What to produce: From the first line of the data below, copy each line up to the one containing "of the gate", and include that line too.

Supplied material:

^^^^

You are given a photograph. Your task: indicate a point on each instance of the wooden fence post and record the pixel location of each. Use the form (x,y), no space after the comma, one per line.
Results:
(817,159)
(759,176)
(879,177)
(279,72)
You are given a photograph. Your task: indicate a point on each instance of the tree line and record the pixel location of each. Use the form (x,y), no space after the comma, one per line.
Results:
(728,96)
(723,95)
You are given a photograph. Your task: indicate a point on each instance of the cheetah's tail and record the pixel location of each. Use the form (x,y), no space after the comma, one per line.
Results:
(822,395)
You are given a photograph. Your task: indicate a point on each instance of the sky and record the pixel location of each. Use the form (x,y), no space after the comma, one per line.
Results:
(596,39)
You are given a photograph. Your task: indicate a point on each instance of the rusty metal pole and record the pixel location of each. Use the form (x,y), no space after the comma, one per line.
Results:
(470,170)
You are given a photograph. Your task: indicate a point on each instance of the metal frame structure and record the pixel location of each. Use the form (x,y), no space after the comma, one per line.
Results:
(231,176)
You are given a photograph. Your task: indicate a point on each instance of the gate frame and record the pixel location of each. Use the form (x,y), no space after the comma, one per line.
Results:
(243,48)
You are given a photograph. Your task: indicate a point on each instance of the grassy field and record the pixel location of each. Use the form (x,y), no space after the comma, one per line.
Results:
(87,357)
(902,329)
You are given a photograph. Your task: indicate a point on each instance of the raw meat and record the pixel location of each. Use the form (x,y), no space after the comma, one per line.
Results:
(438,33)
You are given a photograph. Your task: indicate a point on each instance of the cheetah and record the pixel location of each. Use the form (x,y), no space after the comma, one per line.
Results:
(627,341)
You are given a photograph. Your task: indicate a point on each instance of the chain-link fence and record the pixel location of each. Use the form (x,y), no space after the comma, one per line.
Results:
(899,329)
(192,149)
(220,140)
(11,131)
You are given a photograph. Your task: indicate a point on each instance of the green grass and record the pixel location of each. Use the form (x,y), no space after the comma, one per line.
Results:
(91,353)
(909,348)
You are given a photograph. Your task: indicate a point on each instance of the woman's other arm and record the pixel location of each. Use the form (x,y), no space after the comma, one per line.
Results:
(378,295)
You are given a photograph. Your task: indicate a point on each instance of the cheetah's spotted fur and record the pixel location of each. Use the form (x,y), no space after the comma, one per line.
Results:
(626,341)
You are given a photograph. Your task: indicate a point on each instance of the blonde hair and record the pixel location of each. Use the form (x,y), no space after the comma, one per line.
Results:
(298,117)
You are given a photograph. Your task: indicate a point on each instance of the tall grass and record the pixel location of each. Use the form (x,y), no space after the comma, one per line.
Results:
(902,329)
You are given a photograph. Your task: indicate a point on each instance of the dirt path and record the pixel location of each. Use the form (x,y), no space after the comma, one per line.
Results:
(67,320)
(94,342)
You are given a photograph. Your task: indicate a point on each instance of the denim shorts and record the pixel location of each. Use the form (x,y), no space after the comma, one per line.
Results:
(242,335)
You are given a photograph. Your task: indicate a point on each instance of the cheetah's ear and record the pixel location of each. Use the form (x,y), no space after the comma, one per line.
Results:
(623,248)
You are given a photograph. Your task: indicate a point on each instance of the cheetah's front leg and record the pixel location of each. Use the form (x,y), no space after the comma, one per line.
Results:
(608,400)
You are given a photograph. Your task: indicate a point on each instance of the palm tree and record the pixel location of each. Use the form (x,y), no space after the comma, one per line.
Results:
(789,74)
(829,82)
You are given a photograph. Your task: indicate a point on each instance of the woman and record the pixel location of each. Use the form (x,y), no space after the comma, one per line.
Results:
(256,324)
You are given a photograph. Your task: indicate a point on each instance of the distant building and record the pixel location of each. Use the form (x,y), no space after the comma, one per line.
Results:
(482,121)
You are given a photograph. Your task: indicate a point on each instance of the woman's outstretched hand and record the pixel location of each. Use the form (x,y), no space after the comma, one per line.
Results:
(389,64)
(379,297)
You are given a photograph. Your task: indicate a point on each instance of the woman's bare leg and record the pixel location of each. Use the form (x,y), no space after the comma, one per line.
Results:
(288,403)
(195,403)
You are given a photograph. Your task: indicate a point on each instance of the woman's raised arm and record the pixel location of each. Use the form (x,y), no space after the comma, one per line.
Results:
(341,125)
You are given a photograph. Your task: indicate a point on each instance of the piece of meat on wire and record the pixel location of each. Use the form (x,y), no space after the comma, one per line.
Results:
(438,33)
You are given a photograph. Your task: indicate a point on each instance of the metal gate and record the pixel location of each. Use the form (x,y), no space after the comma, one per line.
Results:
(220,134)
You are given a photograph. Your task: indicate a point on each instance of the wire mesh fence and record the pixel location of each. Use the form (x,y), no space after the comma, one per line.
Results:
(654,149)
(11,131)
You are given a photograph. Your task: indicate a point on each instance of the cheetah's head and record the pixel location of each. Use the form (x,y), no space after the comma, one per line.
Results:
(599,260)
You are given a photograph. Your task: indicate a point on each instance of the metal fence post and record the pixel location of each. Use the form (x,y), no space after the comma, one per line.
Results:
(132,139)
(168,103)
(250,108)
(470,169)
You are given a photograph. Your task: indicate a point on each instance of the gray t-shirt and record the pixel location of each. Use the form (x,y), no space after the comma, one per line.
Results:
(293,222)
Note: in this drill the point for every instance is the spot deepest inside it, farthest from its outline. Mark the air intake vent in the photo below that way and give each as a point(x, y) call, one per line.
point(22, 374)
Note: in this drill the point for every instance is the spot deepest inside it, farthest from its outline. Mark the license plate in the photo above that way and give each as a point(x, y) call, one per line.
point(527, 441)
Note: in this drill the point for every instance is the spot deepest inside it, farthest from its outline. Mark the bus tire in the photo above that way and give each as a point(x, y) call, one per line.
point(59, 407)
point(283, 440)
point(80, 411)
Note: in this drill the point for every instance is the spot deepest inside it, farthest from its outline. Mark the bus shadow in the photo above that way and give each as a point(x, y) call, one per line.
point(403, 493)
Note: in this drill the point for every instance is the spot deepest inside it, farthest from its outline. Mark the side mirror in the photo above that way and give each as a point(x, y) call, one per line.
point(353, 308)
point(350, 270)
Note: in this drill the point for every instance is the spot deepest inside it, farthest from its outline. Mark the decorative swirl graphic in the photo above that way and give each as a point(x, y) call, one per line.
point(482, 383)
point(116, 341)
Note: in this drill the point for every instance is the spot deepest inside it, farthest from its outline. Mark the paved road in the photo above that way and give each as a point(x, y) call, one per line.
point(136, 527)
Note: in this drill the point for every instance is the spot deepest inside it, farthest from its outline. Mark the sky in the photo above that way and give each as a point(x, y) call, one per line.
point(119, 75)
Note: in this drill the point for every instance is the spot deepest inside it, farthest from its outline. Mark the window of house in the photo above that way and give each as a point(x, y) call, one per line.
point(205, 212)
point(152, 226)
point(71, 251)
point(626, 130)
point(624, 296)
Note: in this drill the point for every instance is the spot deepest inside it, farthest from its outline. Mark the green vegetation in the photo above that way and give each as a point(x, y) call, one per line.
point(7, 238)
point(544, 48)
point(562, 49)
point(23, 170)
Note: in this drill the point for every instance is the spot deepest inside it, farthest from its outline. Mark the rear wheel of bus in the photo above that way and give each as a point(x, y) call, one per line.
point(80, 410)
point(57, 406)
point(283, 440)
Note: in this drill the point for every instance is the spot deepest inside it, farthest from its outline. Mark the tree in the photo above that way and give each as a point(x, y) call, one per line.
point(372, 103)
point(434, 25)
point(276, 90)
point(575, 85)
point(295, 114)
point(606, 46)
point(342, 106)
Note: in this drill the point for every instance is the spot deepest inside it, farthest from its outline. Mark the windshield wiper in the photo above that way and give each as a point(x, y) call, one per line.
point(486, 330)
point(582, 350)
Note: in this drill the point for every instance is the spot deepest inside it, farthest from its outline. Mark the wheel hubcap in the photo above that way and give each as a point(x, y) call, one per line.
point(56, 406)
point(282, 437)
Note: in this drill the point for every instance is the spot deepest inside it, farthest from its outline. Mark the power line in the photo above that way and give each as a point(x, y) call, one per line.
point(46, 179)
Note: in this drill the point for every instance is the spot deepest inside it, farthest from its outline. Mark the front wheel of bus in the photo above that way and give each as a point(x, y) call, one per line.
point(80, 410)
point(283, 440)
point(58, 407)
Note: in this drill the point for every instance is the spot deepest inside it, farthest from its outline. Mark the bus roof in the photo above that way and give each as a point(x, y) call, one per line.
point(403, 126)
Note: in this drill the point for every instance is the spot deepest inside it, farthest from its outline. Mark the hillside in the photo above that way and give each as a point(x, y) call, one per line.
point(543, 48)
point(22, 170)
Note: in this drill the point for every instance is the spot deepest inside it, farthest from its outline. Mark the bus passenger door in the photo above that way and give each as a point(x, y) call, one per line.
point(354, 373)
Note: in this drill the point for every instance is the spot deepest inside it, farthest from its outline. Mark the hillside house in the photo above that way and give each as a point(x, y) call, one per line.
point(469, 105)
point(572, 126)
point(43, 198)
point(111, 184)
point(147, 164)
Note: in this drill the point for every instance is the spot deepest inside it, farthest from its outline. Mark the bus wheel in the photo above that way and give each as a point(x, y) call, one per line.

^^^^

Answer to the problem:
You are given a photograph. Your task: indicate a point on each instance of the wooden fence post and record the pixel location of each. Use the form (x,y), no space after the comma, one per line.
Results:
(817,159)
(759,176)
(879,177)
(279,72)
You are given a photograph. Your task: indicate a point on each instance of the tree line and record the pixel location of each. Use the form (x,y), no space after the comma, one per line.
Results:
(728,96)
(723,95)
You are given a photograph. Your task: indicate a point on each instance of the cheetah's tail and record the pixel location of each. Use the form (x,y), no space after the comma, one per line.
Results:
(822,395)
You are given a photograph. Your task: indicate a point on each instance of the sky and record the pixel location of each. Use the form (x,y), no space after the comma, one per line.
Results:
(596,39)
You are given a photograph. Your task: indicate a point on each instance of the rusty metal pole and record the pixel location of each. Use the form (x,y), no space after the comma, one per line.
Results:
(470,170)
You are given a photograph. Your task: indicate a point on each instance of the metal frame structure and record the pixel location of each. Use the form (x,y), no space after the comma, one per line.
Results:
(231,176)
You are given a photograph. Your task: indicate a point on each instance of the gate frame and record the pixel location of each. Use the form (x,y), no space after the comma, one per line.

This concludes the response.